### Work order
Your reply should hold exactly the lines from the one that contains "black face mask." through the end of the data. Repeat them word for word.

Given data below:

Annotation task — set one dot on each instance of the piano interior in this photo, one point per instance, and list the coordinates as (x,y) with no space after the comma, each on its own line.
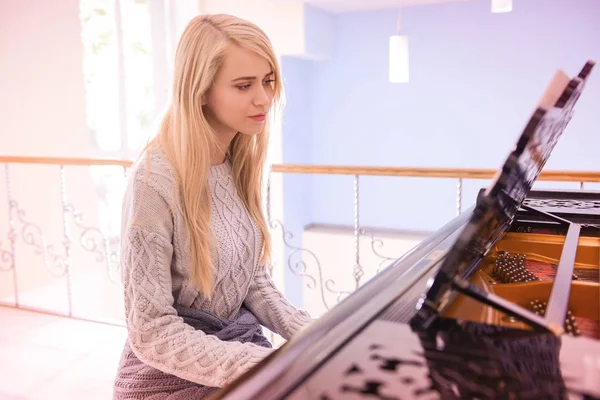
(521,268)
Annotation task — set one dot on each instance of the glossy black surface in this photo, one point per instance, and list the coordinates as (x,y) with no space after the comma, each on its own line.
(497,207)
(374,345)
(453,360)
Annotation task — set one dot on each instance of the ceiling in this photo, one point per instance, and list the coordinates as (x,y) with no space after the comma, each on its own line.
(341,6)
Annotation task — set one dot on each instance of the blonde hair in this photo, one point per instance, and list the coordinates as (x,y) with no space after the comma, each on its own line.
(188,140)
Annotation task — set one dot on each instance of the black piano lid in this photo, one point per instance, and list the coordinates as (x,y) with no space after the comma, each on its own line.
(498,205)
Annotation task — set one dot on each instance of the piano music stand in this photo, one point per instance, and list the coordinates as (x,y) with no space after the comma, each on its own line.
(496,209)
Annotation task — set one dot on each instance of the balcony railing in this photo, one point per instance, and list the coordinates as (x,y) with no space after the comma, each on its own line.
(61,254)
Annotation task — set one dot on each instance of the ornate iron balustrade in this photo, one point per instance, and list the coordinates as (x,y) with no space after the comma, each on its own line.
(57,254)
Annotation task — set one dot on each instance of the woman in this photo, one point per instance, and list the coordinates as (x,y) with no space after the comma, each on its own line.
(194,240)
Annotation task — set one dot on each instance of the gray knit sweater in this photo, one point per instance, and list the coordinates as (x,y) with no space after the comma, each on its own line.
(156,278)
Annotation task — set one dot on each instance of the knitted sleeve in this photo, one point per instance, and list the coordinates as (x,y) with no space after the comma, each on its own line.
(272,309)
(157,336)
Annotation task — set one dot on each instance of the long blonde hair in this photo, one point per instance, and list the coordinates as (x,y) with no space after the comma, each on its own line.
(188,140)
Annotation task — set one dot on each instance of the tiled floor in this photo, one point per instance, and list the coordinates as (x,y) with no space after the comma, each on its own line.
(55,358)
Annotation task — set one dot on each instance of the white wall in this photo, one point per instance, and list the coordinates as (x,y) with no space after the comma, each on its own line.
(42,110)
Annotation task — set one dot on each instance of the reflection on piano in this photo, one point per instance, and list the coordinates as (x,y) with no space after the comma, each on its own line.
(501,302)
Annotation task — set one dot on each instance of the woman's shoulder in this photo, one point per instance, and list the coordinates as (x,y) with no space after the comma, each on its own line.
(153,170)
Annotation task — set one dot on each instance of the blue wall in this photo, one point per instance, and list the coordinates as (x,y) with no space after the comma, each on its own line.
(475,79)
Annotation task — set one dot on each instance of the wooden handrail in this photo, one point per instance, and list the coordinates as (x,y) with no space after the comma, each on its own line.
(464,173)
(65,161)
(457,173)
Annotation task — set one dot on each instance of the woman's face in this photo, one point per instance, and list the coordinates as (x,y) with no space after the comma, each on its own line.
(241,95)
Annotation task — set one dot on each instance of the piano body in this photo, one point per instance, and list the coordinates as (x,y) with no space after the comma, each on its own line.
(501,302)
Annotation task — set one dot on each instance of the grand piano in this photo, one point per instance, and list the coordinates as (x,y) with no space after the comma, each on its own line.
(501,302)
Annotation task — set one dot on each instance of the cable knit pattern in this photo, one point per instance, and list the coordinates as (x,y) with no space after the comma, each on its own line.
(156,270)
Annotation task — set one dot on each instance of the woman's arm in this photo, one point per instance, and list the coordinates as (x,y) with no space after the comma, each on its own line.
(271,307)
(157,336)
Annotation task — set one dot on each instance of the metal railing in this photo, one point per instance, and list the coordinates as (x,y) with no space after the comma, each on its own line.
(58,260)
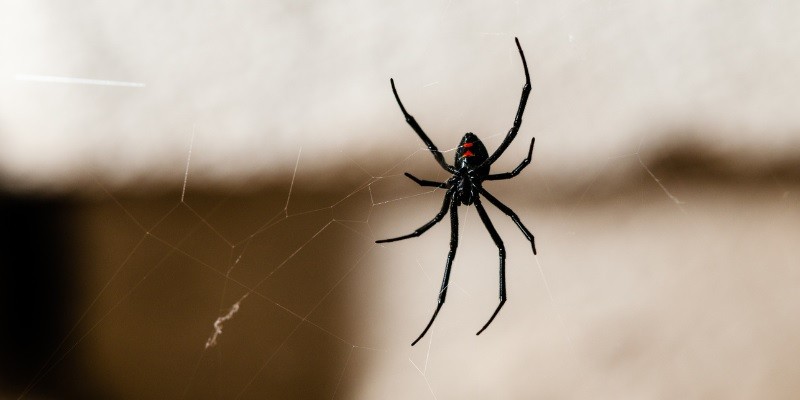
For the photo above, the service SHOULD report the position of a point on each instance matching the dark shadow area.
(38, 297)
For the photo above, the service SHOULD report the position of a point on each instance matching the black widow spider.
(472, 163)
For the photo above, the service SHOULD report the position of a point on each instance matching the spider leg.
(526, 91)
(446, 279)
(423, 182)
(516, 171)
(507, 211)
(448, 196)
(502, 254)
(414, 125)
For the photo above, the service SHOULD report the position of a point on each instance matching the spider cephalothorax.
(465, 187)
(471, 168)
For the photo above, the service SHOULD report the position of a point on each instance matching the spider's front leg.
(502, 254)
(448, 264)
(516, 171)
(448, 196)
(423, 182)
(425, 139)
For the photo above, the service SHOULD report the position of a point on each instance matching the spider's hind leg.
(502, 255)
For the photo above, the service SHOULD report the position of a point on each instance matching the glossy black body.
(465, 187)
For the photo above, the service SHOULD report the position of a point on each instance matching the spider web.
(278, 290)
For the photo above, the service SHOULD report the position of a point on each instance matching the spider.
(465, 187)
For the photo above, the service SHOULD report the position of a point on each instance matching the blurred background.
(190, 193)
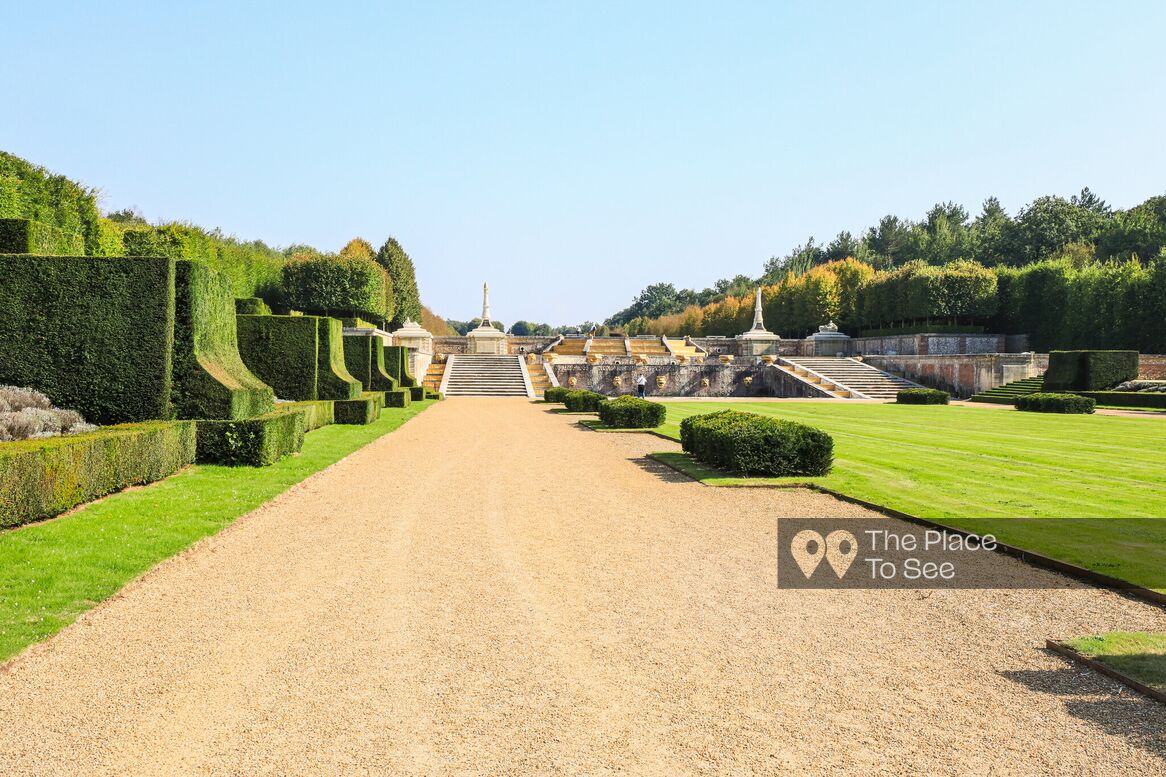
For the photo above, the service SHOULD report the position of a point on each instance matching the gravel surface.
(492, 589)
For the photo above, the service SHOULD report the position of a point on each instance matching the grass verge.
(988, 470)
(1139, 656)
(53, 572)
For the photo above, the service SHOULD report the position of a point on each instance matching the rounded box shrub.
(555, 393)
(631, 413)
(749, 443)
(922, 397)
(583, 401)
(1054, 403)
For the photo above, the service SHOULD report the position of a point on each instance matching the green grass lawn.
(990, 470)
(53, 572)
(1138, 655)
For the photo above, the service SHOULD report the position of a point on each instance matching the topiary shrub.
(749, 443)
(251, 442)
(41, 478)
(555, 394)
(583, 401)
(1054, 403)
(631, 413)
(301, 357)
(1089, 370)
(339, 286)
(252, 306)
(362, 411)
(922, 397)
(210, 379)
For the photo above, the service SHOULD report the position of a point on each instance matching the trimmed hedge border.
(631, 413)
(922, 397)
(1151, 399)
(1089, 370)
(749, 443)
(1054, 403)
(362, 411)
(583, 401)
(555, 394)
(316, 412)
(41, 478)
(251, 442)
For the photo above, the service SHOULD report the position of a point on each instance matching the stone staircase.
(485, 376)
(434, 375)
(845, 377)
(539, 378)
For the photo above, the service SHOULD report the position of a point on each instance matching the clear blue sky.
(571, 153)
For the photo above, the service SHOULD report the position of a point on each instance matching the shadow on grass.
(1102, 702)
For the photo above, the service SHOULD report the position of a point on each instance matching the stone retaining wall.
(962, 375)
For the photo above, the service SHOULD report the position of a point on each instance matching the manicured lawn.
(53, 572)
(1135, 653)
(996, 471)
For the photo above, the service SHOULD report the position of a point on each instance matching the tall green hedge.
(93, 334)
(210, 379)
(301, 357)
(251, 442)
(1089, 370)
(253, 268)
(29, 191)
(364, 355)
(22, 236)
(41, 478)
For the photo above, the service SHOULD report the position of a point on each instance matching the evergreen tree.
(400, 270)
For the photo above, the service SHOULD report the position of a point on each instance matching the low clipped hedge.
(1089, 370)
(555, 394)
(41, 478)
(362, 411)
(251, 442)
(631, 413)
(749, 443)
(1054, 403)
(922, 397)
(1151, 399)
(316, 412)
(22, 236)
(583, 401)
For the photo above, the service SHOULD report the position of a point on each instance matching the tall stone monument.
(757, 341)
(485, 338)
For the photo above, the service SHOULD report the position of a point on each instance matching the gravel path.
(492, 589)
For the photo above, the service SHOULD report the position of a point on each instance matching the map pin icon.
(841, 548)
(800, 548)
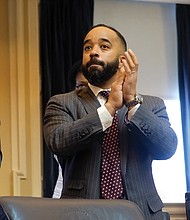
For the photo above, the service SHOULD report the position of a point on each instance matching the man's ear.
(121, 58)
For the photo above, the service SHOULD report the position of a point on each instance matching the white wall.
(150, 30)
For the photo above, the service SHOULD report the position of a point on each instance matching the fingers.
(130, 62)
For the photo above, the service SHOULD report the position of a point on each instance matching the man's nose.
(94, 52)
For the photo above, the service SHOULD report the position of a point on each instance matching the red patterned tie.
(111, 174)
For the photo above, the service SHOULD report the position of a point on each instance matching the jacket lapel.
(123, 139)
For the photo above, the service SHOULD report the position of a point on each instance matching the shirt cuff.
(105, 117)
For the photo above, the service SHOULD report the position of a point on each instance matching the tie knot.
(105, 94)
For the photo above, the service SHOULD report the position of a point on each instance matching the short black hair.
(123, 41)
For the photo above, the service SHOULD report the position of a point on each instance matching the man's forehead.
(100, 33)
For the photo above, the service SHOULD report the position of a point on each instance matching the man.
(76, 123)
(77, 81)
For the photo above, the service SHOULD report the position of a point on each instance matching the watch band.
(138, 99)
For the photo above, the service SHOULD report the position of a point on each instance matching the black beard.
(96, 76)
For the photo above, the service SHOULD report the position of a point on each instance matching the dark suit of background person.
(73, 128)
(77, 81)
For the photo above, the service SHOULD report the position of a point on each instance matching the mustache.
(94, 61)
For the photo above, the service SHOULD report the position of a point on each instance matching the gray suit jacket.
(73, 131)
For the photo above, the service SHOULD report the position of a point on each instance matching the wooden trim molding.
(25, 96)
(177, 211)
(17, 99)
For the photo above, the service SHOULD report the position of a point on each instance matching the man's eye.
(104, 46)
(87, 48)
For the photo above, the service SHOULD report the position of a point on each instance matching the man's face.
(100, 55)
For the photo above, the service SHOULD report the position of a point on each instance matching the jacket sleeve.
(67, 127)
(151, 126)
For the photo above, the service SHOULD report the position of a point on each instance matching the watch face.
(137, 100)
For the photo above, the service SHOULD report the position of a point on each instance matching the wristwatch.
(138, 99)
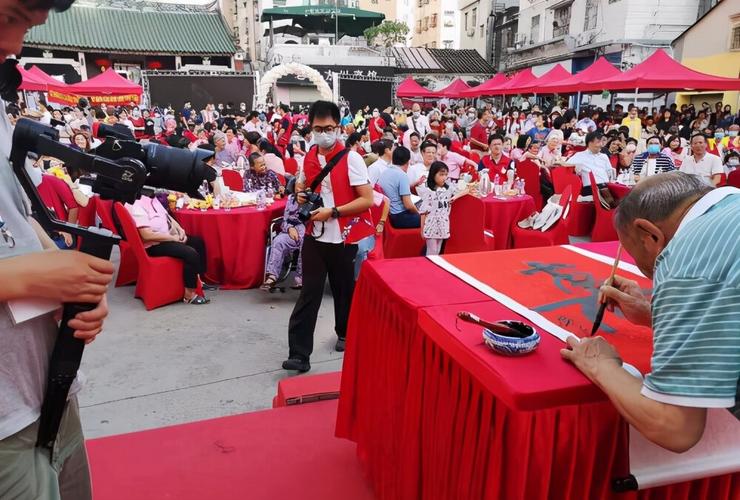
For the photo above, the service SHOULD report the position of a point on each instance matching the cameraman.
(330, 244)
(27, 272)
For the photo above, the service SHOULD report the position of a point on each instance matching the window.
(561, 24)
(592, 13)
(534, 30)
(735, 38)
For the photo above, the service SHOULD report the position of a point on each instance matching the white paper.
(717, 453)
(23, 310)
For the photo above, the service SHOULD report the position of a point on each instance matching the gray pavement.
(182, 363)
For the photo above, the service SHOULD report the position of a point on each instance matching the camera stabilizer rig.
(121, 168)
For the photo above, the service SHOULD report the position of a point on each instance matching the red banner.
(562, 286)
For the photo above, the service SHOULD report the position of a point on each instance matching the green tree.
(387, 34)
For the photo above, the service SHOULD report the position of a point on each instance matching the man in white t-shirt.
(702, 164)
(330, 245)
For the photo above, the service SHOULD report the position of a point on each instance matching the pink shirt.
(149, 212)
(454, 161)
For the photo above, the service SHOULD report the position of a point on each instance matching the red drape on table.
(501, 214)
(235, 242)
(428, 427)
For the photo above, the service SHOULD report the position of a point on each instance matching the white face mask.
(326, 140)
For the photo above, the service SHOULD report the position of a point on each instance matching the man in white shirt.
(702, 164)
(384, 150)
(418, 172)
(592, 160)
(417, 122)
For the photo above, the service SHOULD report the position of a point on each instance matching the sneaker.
(297, 365)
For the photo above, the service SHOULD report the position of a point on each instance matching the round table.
(235, 242)
(502, 213)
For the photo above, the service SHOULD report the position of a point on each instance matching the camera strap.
(327, 169)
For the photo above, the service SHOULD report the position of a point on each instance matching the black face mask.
(10, 80)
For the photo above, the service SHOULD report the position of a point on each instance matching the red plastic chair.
(604, 224)
(399, 243)
(233, 180)
(582, 214)
(530, 172)
(160, 278)
(556, 235)
(128, 268)
(467, 227)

End of Given data.

### Exercise result
For the photo above, the service SHOULD report the position of a point on each instance matching the black face mask.
(10, 80)
For the photo above, the service SHOULD report the position of a point on each instance matching the red plastic chair.
(604, 224)
(399, 243)
(233, 180)
(582, 214)
(530, 172)
(160, 278)
(556, 235)
(128, 268)
(467, 227)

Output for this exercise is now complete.